• WRITTEN REQUEST:
Update the records from their beginning through the line containing "[242, 120, 269, 137]" by replacing "snug" with "tight" and keeping everything else the same. Leave the pictures out of your answer.

--- RECORDS PROVIDED ---

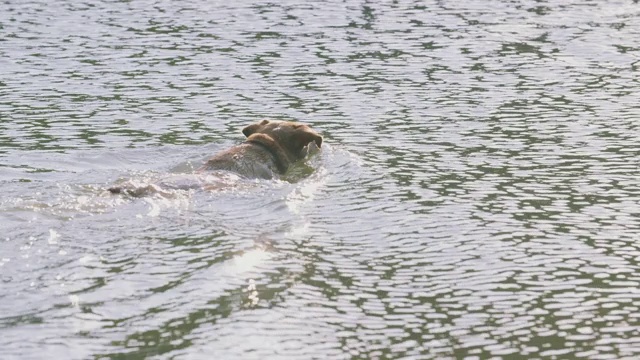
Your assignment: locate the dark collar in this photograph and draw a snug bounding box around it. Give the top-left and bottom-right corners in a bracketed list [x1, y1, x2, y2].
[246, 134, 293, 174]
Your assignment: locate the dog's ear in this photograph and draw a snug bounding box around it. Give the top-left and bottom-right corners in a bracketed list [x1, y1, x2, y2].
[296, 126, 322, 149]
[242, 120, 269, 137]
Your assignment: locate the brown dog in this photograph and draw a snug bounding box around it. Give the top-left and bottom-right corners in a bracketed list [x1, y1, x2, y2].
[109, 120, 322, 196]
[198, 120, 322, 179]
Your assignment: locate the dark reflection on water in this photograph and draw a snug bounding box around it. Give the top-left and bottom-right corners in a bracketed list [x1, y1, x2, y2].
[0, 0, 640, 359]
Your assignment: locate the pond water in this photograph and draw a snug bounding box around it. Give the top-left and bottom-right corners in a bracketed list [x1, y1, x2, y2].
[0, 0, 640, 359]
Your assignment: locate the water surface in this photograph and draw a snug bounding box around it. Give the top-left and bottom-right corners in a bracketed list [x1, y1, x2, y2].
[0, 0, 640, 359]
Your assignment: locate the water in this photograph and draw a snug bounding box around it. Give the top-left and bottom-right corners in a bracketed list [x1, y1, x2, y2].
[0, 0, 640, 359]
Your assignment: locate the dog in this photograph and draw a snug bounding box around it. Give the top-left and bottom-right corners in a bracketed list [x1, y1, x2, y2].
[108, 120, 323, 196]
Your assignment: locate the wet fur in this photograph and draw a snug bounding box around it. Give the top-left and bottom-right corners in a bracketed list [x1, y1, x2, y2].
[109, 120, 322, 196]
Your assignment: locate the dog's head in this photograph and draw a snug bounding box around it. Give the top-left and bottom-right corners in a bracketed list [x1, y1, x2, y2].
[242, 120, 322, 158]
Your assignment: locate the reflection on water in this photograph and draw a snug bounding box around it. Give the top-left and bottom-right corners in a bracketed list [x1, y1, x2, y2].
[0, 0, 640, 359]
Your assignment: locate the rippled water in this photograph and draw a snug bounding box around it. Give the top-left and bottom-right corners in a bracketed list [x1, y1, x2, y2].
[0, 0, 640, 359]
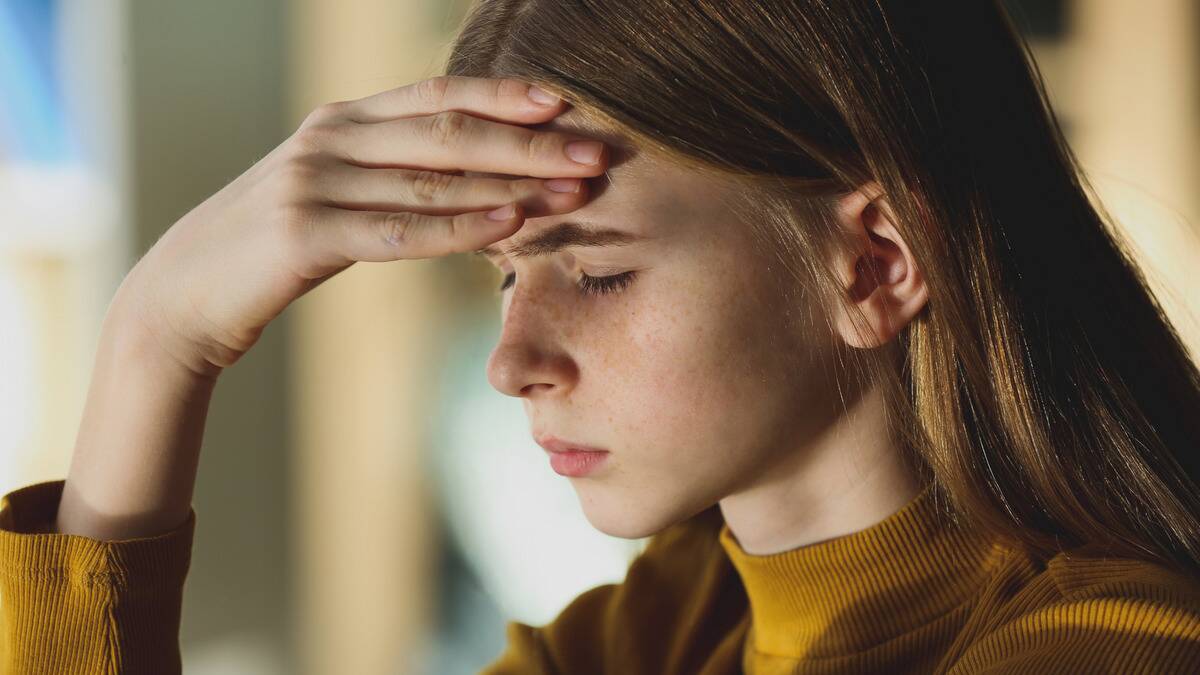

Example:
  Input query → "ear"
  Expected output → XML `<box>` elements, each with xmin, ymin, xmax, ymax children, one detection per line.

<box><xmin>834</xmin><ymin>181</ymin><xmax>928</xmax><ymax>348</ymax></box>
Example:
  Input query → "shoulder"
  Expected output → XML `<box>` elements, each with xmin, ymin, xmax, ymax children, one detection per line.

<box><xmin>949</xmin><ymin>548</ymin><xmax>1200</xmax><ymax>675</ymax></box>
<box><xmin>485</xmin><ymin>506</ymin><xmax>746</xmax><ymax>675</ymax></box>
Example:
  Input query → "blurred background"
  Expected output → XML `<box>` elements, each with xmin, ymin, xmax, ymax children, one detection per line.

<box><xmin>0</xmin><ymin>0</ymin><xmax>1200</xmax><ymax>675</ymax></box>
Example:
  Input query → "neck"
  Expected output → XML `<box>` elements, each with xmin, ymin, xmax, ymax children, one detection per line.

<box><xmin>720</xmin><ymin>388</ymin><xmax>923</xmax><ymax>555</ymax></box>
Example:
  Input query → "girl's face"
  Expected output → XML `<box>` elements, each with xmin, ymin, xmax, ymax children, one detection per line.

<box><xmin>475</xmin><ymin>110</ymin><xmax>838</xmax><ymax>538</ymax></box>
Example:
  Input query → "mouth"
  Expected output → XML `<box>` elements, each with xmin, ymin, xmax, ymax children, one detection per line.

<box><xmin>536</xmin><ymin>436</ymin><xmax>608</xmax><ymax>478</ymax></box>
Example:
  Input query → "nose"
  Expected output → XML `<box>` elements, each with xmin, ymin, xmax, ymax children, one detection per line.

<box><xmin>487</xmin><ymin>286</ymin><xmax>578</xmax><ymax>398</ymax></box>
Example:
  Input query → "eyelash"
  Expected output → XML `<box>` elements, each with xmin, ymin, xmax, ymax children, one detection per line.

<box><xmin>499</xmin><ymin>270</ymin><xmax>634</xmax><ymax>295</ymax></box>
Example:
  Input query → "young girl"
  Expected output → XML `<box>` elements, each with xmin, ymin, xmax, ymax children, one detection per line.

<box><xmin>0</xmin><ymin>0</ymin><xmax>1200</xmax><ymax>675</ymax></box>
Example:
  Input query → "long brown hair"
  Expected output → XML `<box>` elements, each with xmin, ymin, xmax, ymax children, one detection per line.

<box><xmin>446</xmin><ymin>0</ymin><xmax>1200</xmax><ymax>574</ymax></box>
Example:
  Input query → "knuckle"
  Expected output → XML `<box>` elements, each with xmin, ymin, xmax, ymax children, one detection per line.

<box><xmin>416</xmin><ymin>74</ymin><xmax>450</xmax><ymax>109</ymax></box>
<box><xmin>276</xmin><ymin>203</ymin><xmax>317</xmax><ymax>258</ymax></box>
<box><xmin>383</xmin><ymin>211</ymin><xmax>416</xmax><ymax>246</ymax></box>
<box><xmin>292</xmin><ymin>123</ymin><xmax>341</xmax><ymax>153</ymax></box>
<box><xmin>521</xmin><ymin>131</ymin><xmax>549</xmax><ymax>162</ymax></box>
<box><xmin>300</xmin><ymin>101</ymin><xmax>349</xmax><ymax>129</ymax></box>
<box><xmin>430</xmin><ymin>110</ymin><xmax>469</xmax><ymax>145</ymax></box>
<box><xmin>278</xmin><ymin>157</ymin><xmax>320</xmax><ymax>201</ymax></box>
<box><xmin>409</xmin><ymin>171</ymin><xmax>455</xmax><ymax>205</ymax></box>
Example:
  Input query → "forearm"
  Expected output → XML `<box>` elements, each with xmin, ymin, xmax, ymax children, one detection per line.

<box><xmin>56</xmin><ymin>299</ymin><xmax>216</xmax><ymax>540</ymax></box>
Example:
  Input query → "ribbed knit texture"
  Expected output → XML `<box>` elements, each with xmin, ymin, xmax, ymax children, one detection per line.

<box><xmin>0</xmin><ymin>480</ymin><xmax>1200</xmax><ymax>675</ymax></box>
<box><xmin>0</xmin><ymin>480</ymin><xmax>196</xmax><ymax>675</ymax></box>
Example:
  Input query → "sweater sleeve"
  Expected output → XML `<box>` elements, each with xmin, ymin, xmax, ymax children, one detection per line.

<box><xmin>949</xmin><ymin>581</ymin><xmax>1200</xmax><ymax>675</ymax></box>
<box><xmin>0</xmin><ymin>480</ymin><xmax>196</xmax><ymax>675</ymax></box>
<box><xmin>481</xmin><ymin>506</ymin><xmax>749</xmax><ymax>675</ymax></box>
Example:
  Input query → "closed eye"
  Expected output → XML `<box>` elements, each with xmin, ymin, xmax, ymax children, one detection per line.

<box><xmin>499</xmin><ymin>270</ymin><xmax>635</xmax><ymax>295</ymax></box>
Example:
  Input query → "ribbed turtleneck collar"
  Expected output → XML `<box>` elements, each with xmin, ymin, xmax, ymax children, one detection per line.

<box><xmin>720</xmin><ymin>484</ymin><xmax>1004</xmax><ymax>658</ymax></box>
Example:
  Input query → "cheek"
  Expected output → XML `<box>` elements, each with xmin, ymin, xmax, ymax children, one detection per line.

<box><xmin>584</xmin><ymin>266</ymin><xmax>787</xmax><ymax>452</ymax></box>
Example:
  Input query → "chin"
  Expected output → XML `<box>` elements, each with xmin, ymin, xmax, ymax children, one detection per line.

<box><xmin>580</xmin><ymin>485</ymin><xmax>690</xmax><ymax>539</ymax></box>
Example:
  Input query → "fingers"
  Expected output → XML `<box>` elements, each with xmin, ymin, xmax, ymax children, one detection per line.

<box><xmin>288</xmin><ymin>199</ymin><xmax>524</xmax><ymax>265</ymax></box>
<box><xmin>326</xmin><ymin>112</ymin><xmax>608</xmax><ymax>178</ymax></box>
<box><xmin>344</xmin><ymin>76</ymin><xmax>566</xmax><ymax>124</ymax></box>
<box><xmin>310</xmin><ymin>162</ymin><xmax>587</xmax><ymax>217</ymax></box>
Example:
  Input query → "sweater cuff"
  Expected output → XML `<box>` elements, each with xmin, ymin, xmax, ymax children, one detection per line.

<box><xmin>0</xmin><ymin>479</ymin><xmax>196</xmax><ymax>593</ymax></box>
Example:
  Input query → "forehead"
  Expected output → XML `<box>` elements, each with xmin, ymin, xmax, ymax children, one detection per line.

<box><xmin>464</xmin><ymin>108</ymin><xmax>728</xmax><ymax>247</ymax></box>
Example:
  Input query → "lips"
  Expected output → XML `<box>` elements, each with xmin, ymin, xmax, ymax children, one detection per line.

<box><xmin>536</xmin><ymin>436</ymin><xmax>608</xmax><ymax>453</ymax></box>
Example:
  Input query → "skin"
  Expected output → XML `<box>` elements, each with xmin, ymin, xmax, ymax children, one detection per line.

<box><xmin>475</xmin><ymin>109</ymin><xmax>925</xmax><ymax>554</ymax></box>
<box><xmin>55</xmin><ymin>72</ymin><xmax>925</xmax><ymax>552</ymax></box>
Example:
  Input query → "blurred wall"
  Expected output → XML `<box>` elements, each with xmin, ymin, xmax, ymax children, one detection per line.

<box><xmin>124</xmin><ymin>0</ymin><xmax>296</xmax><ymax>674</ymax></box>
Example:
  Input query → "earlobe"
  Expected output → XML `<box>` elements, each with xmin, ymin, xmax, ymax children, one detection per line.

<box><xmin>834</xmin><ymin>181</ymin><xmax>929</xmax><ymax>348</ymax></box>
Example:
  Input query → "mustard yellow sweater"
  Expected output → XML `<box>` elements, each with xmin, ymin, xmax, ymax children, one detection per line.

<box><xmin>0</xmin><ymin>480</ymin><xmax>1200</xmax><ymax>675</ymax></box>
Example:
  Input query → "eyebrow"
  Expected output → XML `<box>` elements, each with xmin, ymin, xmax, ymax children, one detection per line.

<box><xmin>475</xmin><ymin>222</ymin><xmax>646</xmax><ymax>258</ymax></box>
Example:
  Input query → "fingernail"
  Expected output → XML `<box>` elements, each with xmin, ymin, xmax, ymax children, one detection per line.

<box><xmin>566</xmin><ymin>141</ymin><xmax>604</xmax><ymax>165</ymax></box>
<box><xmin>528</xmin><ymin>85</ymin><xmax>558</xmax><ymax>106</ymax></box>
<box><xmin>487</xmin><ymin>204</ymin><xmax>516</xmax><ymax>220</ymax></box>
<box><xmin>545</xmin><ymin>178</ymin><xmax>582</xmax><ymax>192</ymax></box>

---

• EXERCISE RESPONSE:
Your assignment: locate the dark collar in this photograph and draw a tight bounding box around it. Give the top-left and bottom-right corners in a bracketed list [x1, y1, x2, y2].
[246, 134, 293, 174]
Your assignment: locate the dog's ear in this photograph and draw a tight bounding box around it. Give the top-left and bottom-right corners in a bracketed list [x1, y1, x2, y2].
[296, 126, 322, 149]
[242, 120, 269, 137]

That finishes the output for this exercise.